[The problem] Apart from the pictures, every part of the records below gets retyped exactly.

Dataset entries:
·····

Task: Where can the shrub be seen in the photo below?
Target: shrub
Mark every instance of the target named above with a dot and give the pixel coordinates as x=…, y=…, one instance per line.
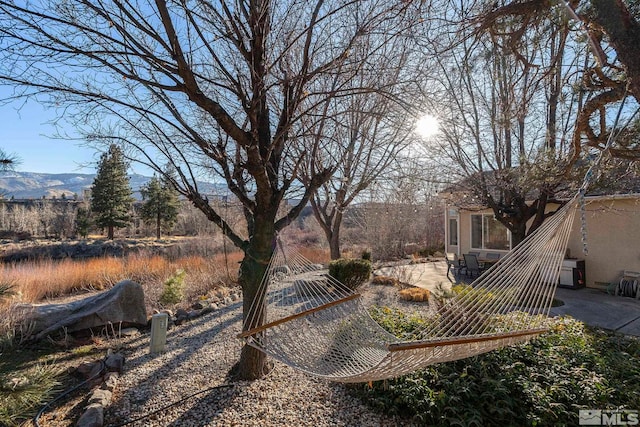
x=350, y=272
x=544, y=382
x=22, y=393
x=384, y=281
x=415, y=294
x=173, y=289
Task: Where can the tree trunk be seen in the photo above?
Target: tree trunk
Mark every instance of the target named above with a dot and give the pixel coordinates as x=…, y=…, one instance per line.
x=334, y=238
x=252, y=364
x=158, y=226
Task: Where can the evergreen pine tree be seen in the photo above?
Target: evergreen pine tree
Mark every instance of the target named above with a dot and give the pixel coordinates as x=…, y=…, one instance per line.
x=161, y=204
x=111, y=195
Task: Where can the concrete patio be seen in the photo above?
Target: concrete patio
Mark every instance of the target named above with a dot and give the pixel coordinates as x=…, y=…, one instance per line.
x=592, y=306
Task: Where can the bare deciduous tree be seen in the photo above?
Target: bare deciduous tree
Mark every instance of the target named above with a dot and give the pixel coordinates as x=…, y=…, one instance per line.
x=506, y=119
x=219, y=90
x=613, y=33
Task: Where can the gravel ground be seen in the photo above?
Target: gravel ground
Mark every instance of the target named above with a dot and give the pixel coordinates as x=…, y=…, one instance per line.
x=198, y=356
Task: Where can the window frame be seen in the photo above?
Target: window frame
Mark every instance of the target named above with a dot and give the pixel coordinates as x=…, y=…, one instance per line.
x=482, y=231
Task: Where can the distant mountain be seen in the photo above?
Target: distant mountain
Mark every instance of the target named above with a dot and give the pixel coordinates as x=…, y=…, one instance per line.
x=33, y=185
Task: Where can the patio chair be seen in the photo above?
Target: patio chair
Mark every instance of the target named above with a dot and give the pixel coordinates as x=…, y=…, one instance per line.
x=472, y=266
x=493, y=256
x=454, y=263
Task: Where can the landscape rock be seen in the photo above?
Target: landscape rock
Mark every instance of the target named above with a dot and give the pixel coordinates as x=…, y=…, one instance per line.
x=115, y=363
x=101, y=397
x=123, y=303
x=93, y=416
x=110, y=381
x=129, y=332
x=89, y=369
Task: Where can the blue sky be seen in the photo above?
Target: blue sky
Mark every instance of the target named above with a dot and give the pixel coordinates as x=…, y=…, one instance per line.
x=26, y=134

·····

[Output of the exercise]
Task: Where can the shrub be seen in the photo below?
Target: shrub
Mark every instance of the target named above with a dot and give the pixel coordinates as x=…, y=…, one instance per line.
x=350, y=272
x=544, y=382
x=22, y=393
x=384, y=281
x=415, y=294
x=173, y=289
Task: Where can the tree trunk be seen in the photo above?
Target: tree trunk
Mark every instance of the target named above with a dot and give the pixel coordinates as x=…, y=…, one instance per line.
x=334, y=238
x=252, y=364
x=158, y=226
Task: Where can the evergreen pine tree be seen in the photo above?
Target: evergreen pine tree
Mark every instance of the target named above with a dot and give the pixel coordinates as x=…, y=…, one instance per line.
x=161, y=204
x=111, y=195
Task: Where can the concrete patio be seen in the photo above?
Target: concrete patio
Mark every instance of the target named above with a dot and give the pixel coordinates as x=…, y=…, one instance per line.
x=592, y=306
Task: Where can the bare deciduous tree be seen in the photo above?
Target: bare deciduous tree
Mark every instance of the target named above with a dot and give the pixel coordinates as x=…, y=…, one instance per line.
x=506, y=119
x=219, y=90
x=613, y=33
Task: Where can the gravel ground be seen in the photo above?
Target: gravel ground
Mark every instance of the target named above with a dot and give the pixel coordinates as x=…, y=…, one instance per line.
x=198, y=356
Task: Where can the window frame be seen in the photo above?
Target: window frame
Mark every instance of the target named above with a dot and give the pixel coordinates as x=…, y=…, one instance per line.
x=482, y=231
Task: Where can the distant mountain be seen in the photo above?
Target: distant mountain
Mark every instance of the target named above with a dot and give the pixel coordinates as x=…, y=…, one instance per line.
x=33, y=185
Task: Where can the patio chair be seen in the photo above?
Target: patio chair
Mark every instance of the target named above with a dot and give the pixel coordinates as x=…, y=…, one instance per line.
x=472, y=266
x=493, y=256
x=454, y=263
Task: Where can the landscape rock be seen in the photo above?
Target: landscape rock
Mark every instance of the target named above with a dot and give the pixel coordinates as x=…, y=…, one instance per line.
x=115, y=363
x=101, y=397
x=123, y=303
x=93, y=416
x=110, y=381
x=129, y=332
x=89, y=369
Task: Where can the blue sky be seen in the photo above?
Target: blue sky
Mark every instance of the target named above with a dot and give the pixel coordinates as x=…, y=…, one instance per line.
x=26, y=134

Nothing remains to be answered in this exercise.